**Excerpted data**.
- - - - -

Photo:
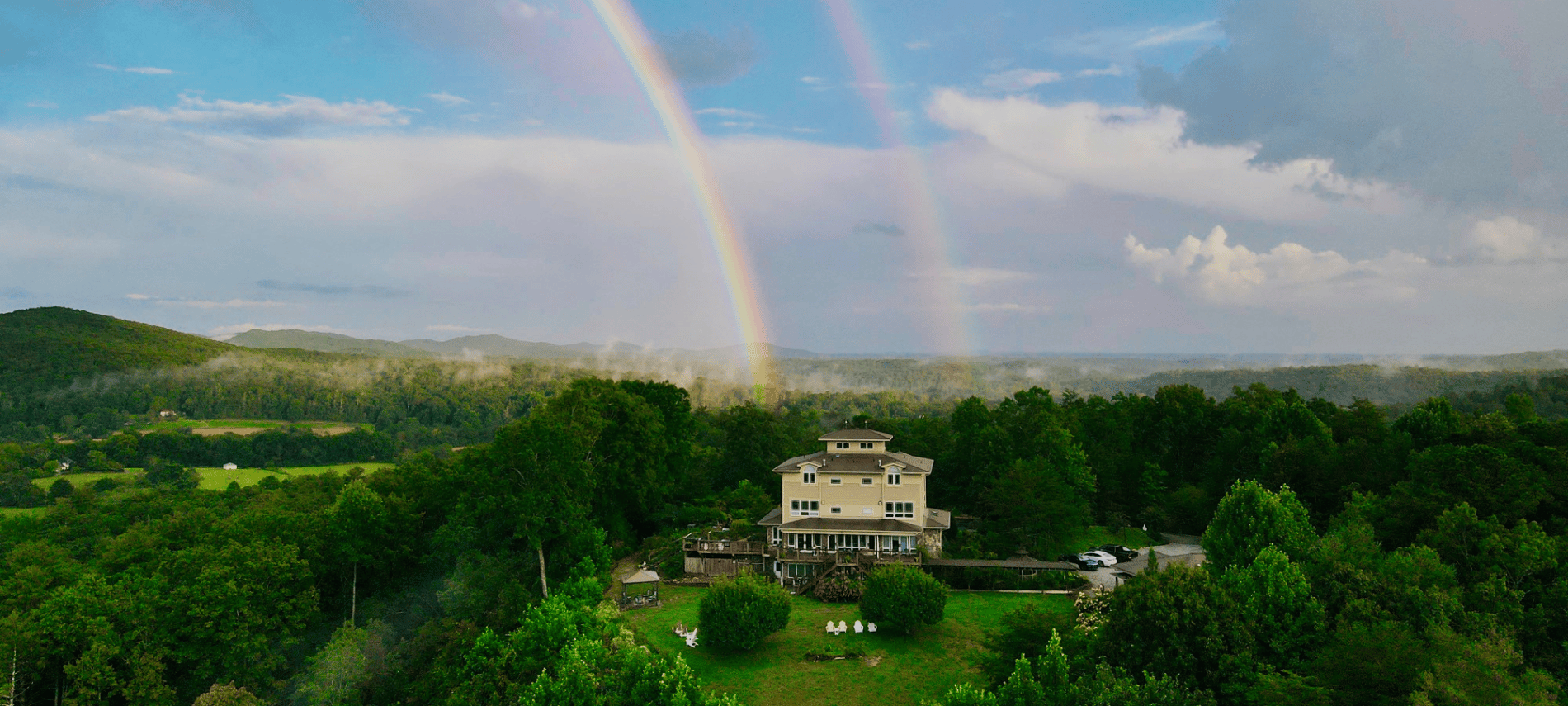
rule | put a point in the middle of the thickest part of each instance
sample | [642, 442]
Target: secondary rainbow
[631, 36]
[921, 209]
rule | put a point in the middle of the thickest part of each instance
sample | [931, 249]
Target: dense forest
[1357, 552]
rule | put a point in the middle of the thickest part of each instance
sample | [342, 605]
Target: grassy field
[909, 669]
[217, 477]
[212, 427]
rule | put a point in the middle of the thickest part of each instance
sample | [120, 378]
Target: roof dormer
[857, 441]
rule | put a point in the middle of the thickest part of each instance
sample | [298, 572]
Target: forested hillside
[1358, 552]
[50, 347]
[1410, 554]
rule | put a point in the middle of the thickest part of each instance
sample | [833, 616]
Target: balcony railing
[726, 547]
[847, 556]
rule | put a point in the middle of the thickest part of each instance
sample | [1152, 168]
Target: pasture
[894, 667]
[217, 477]
[243, 427]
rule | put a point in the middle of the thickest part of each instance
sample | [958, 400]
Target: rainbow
[631, 36]
[921, 209]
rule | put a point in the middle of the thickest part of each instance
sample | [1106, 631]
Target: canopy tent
[645, 580]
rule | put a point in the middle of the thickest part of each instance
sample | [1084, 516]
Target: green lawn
[909, 669]
[217, 477]
[233, 424]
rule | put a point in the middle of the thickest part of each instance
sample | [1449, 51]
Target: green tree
[1252, 518]
[1485, 674]
[336, 674]
[902, 598]
[1176, 620]
[740, 612]
[358, 519]
[1275, 603]
[228, 695]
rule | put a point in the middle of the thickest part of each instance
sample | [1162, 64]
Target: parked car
[1104, 557]
[1087, 564]
[1122, 552]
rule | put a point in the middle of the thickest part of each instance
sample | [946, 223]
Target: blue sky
[1299, 176]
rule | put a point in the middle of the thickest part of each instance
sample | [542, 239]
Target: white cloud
[219, 305]
[1200, 31]
[1019, 78]
[728, 111]
[268, 118]
[1007, 308]
[1141, 151]
[447, 99]
[1112, 69]
[1504, 240]
[1291, 273]
[1125, 43]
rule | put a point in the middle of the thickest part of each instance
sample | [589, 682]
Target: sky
[1250, 176]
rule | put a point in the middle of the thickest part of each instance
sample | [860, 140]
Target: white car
[1104, 557]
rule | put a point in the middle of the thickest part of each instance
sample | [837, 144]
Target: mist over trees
[1358, 552]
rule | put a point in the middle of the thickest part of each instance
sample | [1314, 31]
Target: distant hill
[489, 345]
[49, 347]
[325, 343]
[493, 345]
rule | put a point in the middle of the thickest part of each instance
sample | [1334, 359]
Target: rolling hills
[49, 347]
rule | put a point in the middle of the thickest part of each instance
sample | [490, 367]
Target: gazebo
[645, 580]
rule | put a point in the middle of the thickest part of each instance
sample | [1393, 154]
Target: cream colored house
[853, 502]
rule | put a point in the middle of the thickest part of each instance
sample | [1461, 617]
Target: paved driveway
[1183, 549]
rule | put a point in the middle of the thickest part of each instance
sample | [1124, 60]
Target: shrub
[902, 598]
[839, 589]
[737, 614]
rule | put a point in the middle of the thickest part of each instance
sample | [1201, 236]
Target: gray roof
[855, 435]
[848, 524]
[642, 576]
[857, 463]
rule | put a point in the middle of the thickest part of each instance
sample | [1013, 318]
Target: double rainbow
[631, 38]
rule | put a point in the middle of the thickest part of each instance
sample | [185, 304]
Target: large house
[852, 504]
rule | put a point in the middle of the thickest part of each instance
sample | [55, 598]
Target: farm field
[909, 669]
[220, 479]
[243, 427]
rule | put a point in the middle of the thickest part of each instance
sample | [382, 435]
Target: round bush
[737, 614]
[902, 598]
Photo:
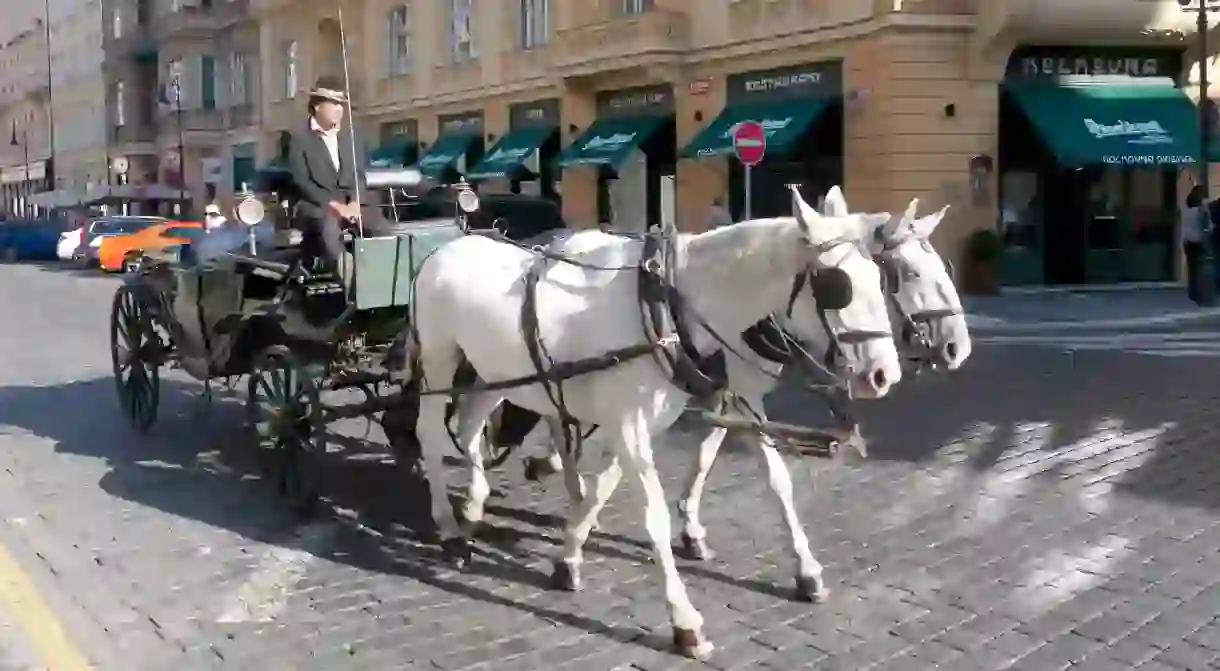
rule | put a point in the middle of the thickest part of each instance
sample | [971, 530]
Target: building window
[120, 106]
[239, 81]
[399, 43]
[534, 23]
[461, 31]
[290, 64]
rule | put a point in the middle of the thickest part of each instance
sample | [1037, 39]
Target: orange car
[117, 251]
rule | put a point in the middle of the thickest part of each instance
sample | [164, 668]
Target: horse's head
[838, 298]
[921, 290]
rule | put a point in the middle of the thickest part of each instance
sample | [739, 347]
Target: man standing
[327, 173]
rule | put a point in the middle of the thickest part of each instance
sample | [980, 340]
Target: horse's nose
[879, 378]
[950, 351]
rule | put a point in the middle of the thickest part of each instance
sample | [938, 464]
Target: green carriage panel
[386, 267]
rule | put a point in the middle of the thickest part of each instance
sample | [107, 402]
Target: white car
[68, 243]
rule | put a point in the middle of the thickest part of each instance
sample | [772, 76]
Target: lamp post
[25, 183]
[1204, 271]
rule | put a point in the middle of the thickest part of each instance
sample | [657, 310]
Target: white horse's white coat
[467, 304]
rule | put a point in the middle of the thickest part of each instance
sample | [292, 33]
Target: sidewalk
[1135, 309]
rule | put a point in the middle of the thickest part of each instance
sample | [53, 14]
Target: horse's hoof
[565, 577]
[537, 469]
[696, 548]
[456, 552]
[691, 644]
[811, 589]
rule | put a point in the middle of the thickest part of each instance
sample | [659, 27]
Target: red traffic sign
[749, 142]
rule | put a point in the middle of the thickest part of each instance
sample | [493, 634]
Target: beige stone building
[893, 99]
[201, 134]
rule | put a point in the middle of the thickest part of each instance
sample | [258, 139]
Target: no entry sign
[749, 143]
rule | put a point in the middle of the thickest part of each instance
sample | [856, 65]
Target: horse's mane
[721, 248]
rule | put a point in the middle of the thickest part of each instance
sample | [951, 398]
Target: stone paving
[1037, 510]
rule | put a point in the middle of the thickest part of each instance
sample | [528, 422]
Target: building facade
[625, 109]
[183, 82]
[25, 139]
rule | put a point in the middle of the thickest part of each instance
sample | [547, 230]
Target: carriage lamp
[981, 167]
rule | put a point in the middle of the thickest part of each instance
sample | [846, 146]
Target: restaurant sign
[469, 122]
[1131, 62]
[787, 83]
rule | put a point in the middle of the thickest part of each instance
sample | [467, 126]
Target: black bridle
[918, 327]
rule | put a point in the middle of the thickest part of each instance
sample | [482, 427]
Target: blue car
[31, 239]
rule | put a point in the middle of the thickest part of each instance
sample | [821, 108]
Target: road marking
[25, 605]
[983, 322]
[265, 594]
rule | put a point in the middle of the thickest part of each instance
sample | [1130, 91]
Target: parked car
[118, 253]
[29, 240]
[104, 227]
[70, 242]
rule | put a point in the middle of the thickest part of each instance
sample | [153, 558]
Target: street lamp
[1204, 273]
[25, 183]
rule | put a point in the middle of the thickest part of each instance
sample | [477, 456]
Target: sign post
[749, 147]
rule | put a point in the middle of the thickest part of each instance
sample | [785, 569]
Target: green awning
[397, 151]
[608, 142]
[783, 121]
[444, 153]
[1097, 123]
[513, 149]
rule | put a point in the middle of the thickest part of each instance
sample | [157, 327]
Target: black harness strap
[664, 305]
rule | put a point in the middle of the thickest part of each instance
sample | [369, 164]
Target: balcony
[610, 40]
[201, 22]
[1007, 22]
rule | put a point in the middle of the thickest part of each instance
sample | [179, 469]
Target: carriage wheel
[283, 408]
[134, 351]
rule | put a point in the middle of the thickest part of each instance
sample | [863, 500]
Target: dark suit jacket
[314, 176]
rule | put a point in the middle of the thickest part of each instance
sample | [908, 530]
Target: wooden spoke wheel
[136, 351]
[284, 412]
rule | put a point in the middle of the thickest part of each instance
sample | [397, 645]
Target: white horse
[467, 305]
[926, 311]
[921, 297]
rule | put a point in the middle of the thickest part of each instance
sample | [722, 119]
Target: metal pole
[25, 182]
[182, 149]
[1207, 279]
[50, 94]
[749, 192]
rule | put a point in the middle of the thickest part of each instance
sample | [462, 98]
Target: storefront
[802, 111]
[1091, 143]
[459, 147]
[398, 145]
[21, 182]
[522, 160]
[632, 145]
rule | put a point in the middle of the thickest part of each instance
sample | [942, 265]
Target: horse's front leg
[810, 584]
[636, 453]
[472, 414]
[694, 536]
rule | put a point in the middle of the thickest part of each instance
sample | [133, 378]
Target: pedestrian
[1191, 231]
[717, 215]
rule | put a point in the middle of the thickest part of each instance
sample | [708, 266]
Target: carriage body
[295, 333]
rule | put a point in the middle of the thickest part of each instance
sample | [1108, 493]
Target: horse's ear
[925, 226]
[836, 205]
[898, 226]
[866, 225]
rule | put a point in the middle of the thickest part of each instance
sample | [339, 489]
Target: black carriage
[267, 311]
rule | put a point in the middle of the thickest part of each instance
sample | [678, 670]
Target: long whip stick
[351, 122]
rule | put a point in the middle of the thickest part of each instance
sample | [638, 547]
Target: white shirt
[330, 138]
[1190, 226]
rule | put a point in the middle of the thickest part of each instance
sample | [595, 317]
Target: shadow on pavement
[1082, 398]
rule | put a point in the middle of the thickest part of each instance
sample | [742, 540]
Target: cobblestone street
[1044, 506]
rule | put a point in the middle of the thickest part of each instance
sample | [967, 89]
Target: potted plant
[983, 253]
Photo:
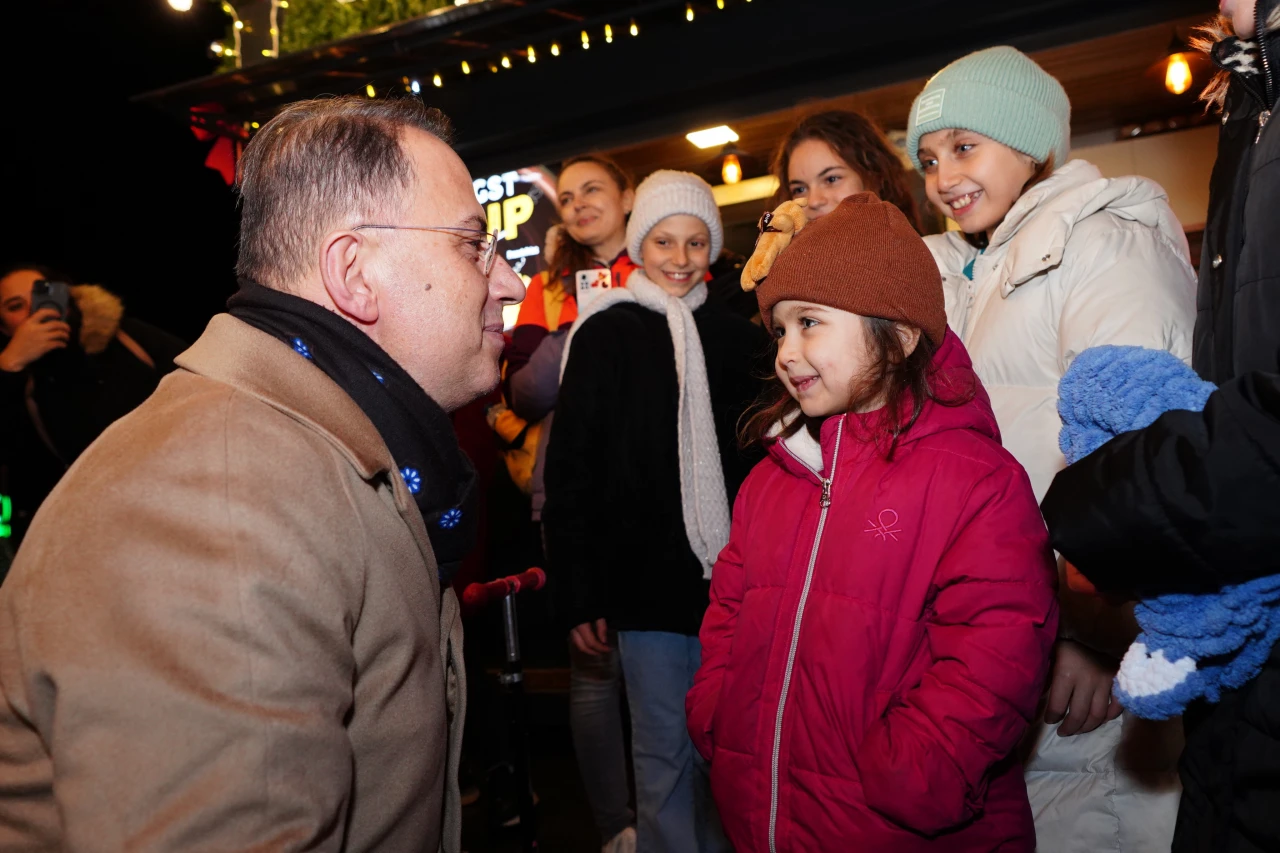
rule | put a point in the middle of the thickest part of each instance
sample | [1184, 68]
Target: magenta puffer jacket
[878, 638]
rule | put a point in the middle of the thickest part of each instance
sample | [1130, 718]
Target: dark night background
[110, 191]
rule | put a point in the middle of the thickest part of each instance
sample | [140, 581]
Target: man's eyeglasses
[488, 249]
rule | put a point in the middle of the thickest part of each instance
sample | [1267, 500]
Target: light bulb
[732, 169]
[1178, 76]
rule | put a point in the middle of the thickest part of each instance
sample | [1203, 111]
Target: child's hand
[1079, 694]
[592, 639]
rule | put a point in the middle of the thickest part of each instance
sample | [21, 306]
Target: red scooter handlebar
[480, 594]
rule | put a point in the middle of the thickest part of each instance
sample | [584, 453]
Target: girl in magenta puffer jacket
[881, 620]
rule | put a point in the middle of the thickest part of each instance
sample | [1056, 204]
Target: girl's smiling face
[676, 254]
[972, 178]
[817, 173]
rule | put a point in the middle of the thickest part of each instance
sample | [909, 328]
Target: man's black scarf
[419, 433]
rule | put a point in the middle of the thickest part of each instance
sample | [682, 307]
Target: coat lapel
[252, 361]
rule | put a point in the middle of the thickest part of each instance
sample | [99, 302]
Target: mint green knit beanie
[1000, 92]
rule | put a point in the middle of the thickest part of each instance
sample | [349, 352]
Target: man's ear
[342, 269]
[909, 336]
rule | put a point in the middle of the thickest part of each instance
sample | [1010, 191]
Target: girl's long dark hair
[567, 254]
[904, 382]
[863, 146]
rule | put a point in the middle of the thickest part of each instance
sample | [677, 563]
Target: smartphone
[55, 295]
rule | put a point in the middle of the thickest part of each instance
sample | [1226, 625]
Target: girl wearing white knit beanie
[641, 470]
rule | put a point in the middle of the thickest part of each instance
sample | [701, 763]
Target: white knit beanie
[670, 194]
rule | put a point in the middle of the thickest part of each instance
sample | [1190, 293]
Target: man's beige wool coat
[224, 630]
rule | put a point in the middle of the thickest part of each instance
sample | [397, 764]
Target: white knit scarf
[702, 479]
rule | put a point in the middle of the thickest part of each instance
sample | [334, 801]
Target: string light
[1178, 76]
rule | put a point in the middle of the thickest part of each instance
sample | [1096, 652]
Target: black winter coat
[613, 520]
[1193, 502]
[1238, 305]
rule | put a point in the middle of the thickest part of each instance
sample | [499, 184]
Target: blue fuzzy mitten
[1189, 646]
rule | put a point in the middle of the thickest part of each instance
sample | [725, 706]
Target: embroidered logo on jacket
[887, 527]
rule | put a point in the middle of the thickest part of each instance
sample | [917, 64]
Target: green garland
[315, 22]
[306, 23]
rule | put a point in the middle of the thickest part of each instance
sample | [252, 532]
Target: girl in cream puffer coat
[1050, 263]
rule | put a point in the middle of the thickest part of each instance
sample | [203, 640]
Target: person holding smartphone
[71, 364]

- - - - -

**What is expected**. Rewrite the stretch from the start of the rows through the line that contains "[1357, 552]", swapping "dense forest" for "thick woodland" and keeping everything else the same. Leave the pictures out of your answer.

**Task response**.
Photo:
rule | put a point in the middle of the thickest part of each instance
sample | [642, 442]
Target: secondary rainbow
[631, 36]
[921, 209]
rule | put a point in the middle of the thickest part of each instance
sample | [931, 249]
Target: thick woodland
[1357, 552]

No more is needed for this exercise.